▶ [PROBLEM DESCRIPTION]
Some lines in the listing hold the word "horizon". Return each of them.

[GIVEN ENTRIES Boundary: Start]

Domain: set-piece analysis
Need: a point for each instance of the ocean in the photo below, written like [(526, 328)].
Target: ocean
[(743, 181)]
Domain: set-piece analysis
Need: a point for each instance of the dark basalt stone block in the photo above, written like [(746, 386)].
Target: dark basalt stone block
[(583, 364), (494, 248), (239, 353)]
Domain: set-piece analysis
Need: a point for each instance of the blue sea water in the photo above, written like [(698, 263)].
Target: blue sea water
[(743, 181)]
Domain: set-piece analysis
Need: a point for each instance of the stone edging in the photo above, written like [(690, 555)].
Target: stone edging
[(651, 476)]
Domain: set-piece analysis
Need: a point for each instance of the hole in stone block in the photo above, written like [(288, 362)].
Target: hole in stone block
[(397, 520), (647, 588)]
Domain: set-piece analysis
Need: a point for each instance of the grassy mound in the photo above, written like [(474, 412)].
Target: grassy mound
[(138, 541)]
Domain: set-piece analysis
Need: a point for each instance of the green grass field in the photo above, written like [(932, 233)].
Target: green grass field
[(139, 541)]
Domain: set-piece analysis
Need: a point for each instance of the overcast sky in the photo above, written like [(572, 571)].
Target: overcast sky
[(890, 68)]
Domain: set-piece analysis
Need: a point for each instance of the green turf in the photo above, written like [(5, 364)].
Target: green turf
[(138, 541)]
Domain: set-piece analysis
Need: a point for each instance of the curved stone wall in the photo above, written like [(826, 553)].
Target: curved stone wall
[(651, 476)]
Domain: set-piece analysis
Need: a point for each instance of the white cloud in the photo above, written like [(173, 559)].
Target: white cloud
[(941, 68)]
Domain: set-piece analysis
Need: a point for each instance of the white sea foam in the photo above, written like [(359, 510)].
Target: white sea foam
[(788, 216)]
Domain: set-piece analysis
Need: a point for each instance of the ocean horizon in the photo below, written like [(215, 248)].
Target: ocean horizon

[GIVEN ENTRIES Boundary: End]

▶ [ANSWER BOX]
Need: a point for each instance of the ocean horizon in the photo below, written like [(215, 248)].
Target: ocean horizon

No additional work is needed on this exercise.